**Work instructions:** Copy all of the rows below word for word.
○ ○ ○ ○ ○ ○ ○
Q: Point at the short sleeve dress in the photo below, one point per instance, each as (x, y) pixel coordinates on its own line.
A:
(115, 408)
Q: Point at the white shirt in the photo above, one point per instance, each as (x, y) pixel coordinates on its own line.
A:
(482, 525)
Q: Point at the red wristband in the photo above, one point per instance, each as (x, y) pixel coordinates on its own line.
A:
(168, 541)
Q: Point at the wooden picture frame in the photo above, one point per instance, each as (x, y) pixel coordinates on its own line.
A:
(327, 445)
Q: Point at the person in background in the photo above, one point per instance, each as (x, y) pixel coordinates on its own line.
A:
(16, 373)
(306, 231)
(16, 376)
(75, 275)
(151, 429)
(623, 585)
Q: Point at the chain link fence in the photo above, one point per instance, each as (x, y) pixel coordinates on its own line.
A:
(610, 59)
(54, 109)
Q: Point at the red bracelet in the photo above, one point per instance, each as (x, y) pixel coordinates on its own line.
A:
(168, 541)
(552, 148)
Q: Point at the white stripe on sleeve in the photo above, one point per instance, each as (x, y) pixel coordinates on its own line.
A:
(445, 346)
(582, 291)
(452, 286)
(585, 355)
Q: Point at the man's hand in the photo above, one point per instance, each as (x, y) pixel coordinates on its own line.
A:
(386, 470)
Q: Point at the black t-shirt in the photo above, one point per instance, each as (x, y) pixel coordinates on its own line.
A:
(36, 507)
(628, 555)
○ ○ ○ ○ ○ ○ ○
**Task solution:**
Q: Point at the short sleeve dress in the photo below, one point per instance, each as (x, y) pixel coordinates on its own line.
A:
(115, 408)
Q: Point at the white shirt in the photo above, one point per instance, each as (x, y) pixel coordinates on its own line.
A:
(482, 525)
Q: Point at the red wristband in the photo above, one point per instance, each as (x, y) pixel coordinates on its own line.
A:
(168, 541)
Q: Point at the wooden picture frame in the photo above, one point per instance, each as (x, y) pixel coordinates on its own line.
A:
(327, 445)
Q: Point at the person in background in the photo above, one point per instance, each as (x, y) pixel coordinates on its own line.
A:
(16, 373)
(306, 231)
(16, 376)
(75, 275)
(151, 429)
(623, 585)
Q: Point at the chain link fence in the photo above, one point per instance, each as (x, y) pixel coordinates on its own line.
A:
(610, 59)
(54, 109)
Q: Point at the red bracelet in the photo above, one point per instance, each as (x, y) pixel coordinates on its own line.
A:
(168, 541)
(552, 148)
Q: Point at the white stripe on sleeve in the photo above, one point per instance, each as (x, y) pixel coordinates on its own line.
A:
(445, 346)
(582, 291)
(452, 286)
(585, 355)
Q: Point at the man's hand in the photo above, one point per instance, each as (x, y) pixel coordinates on its own line.
A:
(386, 470)
Q: Point at the black t-shirt in the photo above, one point per instance, each as (x, y) pixel coordinates on its own line.
A:
(36, 507)
(628, 555)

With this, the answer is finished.